**The exercise**
Write out the rows again from the start through the line holding "[[104, 334], [119, 334]]", inclusive, keeping the requests, and shift every coordinate in the answers by adding -32 to it.

☆ ☆ ☆

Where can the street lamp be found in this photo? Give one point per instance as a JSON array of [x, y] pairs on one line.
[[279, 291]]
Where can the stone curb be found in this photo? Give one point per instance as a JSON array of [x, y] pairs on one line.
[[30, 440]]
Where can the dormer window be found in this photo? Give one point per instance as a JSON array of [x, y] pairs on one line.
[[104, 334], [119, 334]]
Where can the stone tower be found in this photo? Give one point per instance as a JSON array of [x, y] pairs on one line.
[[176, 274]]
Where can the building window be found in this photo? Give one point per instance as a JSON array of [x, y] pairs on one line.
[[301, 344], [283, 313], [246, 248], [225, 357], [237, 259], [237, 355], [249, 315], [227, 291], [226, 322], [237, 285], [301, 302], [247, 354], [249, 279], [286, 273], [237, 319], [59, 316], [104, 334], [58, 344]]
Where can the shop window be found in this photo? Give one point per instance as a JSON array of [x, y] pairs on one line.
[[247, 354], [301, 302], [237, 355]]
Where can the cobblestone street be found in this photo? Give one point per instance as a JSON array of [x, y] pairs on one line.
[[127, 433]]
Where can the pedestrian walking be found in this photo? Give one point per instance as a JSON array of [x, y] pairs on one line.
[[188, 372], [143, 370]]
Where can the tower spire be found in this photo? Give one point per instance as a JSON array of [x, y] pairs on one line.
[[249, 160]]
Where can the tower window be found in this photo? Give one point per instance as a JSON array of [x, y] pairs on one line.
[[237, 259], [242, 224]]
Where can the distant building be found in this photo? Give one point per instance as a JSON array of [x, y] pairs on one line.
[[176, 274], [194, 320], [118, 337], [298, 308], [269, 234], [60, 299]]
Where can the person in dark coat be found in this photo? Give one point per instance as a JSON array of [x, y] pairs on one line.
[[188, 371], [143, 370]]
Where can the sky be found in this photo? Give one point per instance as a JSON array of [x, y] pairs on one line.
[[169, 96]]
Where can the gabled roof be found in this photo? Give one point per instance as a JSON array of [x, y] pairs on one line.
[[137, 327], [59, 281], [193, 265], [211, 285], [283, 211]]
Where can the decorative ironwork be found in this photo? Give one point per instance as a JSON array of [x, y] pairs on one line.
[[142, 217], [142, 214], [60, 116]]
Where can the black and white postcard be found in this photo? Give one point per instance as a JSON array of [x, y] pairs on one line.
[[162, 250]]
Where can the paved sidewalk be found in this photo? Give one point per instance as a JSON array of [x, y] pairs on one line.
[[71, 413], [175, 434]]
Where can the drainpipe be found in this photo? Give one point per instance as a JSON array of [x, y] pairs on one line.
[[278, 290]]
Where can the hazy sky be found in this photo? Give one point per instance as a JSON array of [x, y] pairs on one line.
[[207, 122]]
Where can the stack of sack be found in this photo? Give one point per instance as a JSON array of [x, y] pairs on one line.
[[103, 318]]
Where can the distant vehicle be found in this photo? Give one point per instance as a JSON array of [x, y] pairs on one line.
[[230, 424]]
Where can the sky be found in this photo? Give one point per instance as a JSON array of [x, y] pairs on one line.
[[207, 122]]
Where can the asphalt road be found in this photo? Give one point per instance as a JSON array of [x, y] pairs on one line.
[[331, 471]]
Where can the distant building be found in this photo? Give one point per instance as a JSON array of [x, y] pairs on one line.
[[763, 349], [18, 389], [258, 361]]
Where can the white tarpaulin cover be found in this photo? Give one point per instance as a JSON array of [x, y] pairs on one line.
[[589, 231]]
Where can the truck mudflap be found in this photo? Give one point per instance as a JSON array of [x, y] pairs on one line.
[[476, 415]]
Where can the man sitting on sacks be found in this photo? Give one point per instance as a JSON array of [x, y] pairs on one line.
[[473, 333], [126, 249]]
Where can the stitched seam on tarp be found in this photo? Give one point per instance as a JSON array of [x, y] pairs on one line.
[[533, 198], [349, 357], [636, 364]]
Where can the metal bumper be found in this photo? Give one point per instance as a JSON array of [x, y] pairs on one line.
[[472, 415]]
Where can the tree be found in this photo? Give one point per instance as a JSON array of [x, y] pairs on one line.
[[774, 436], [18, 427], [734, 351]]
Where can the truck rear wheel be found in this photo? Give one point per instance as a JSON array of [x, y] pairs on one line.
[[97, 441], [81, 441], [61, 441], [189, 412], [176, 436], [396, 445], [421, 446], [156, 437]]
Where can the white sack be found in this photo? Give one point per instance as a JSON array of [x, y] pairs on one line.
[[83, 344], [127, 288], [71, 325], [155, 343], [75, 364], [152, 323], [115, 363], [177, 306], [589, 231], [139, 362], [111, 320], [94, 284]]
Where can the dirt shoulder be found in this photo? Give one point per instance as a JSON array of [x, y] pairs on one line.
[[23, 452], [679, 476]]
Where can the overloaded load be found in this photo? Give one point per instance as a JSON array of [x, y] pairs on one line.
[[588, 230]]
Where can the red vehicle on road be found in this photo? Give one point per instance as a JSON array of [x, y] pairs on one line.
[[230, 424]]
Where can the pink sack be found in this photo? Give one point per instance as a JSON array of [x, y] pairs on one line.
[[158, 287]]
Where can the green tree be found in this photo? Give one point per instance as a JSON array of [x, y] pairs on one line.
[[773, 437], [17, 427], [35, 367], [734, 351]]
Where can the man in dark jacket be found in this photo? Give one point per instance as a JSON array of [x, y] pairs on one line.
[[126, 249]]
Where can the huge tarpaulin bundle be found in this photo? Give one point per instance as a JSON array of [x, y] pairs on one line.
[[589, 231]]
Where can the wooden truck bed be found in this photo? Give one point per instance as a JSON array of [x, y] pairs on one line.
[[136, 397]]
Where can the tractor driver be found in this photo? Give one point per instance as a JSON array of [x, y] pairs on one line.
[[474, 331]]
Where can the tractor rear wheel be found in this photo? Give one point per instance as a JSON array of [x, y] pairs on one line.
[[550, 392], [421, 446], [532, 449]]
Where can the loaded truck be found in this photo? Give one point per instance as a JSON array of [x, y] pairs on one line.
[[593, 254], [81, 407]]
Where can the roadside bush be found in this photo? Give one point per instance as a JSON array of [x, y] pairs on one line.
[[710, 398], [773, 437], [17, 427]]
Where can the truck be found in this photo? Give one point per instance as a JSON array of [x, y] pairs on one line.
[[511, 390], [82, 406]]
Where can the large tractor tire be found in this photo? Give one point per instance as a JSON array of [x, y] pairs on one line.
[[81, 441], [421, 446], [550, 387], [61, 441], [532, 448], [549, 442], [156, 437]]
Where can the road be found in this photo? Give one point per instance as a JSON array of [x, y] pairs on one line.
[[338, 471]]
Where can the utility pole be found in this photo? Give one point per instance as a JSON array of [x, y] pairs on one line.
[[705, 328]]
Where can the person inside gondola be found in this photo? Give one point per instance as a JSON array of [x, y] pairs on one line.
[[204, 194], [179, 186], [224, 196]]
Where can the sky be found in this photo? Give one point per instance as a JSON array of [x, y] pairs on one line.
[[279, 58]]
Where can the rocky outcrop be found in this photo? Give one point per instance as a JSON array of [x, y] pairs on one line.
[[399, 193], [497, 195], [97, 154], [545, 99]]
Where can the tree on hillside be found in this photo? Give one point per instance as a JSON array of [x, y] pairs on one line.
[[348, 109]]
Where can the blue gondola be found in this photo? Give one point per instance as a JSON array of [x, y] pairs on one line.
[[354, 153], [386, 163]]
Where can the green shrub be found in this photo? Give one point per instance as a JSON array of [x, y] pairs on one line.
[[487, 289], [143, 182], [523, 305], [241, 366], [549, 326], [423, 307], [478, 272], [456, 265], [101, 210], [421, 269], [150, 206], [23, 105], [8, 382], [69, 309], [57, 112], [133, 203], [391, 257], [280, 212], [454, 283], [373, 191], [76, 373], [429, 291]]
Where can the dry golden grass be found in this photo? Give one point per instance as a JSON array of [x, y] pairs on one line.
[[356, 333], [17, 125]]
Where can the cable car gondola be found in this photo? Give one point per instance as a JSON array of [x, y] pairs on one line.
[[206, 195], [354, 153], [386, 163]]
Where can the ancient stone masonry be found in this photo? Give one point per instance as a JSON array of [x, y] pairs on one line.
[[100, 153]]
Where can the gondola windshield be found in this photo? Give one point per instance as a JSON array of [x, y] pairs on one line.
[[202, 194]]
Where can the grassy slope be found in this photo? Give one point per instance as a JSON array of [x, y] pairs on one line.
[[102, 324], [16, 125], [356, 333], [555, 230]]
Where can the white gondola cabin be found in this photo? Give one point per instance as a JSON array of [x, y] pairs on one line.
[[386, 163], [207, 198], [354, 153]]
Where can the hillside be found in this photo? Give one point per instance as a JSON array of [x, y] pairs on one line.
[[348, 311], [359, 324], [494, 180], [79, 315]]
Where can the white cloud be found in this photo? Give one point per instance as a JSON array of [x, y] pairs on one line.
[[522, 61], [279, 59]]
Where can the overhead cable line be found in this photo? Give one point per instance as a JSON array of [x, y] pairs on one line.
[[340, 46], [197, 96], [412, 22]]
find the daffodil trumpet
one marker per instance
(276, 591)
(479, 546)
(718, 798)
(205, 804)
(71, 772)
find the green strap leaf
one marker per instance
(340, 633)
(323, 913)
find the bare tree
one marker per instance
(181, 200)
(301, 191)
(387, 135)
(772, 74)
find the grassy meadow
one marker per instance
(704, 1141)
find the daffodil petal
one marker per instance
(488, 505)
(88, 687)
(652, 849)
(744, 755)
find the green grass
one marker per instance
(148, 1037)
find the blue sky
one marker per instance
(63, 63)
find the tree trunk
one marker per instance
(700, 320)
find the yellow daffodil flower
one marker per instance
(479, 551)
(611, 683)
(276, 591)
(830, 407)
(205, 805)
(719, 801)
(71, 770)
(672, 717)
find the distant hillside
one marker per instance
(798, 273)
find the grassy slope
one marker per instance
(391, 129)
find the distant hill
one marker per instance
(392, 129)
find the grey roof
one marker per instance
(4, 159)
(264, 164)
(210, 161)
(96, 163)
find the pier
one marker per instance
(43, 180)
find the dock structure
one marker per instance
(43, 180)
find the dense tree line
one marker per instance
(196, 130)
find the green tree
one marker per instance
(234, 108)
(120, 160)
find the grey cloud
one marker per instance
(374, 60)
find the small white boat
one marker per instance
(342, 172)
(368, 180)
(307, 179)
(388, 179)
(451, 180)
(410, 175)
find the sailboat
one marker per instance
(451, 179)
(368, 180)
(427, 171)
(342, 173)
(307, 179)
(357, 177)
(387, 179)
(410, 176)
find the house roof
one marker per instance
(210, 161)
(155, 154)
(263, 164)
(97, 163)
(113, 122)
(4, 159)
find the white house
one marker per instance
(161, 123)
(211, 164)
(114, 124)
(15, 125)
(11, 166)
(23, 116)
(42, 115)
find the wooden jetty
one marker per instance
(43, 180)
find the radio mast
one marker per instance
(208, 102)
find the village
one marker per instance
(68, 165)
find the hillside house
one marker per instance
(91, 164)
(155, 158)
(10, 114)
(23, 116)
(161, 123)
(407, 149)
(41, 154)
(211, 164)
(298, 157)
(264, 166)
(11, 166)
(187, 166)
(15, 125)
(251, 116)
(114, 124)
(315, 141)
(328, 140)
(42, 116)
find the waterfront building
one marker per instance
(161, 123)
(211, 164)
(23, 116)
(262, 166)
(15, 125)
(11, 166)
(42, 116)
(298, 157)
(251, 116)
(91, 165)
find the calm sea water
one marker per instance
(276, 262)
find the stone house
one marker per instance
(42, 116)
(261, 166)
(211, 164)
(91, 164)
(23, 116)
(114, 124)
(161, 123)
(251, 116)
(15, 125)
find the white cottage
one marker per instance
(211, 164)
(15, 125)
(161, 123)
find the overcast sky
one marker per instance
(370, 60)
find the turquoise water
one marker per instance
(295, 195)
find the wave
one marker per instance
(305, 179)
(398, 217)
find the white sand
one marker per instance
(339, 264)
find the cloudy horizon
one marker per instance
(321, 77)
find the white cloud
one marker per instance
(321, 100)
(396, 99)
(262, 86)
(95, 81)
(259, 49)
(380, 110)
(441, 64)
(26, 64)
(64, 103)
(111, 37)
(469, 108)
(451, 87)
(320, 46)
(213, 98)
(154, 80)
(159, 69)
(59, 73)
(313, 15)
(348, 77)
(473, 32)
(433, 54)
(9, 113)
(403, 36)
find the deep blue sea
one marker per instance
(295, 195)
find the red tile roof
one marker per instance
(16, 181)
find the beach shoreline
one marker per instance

☆ ☆ ☆

**Completed task**
Where can the street lamp be found in this photo? Give one point per instance as a JSON array of [x, y] pairs on one line.
[[247, 259]]
Where can the stone curb be found in this photo? Give one point per instance as a JSON array of [x, y] pairs on one line.
[[-2, 408]]
Where can the dormer window be found in this photo? Give one point per instance as a JSON array of [x, y] pairs on one line.
[[72, 302], [87, 302]]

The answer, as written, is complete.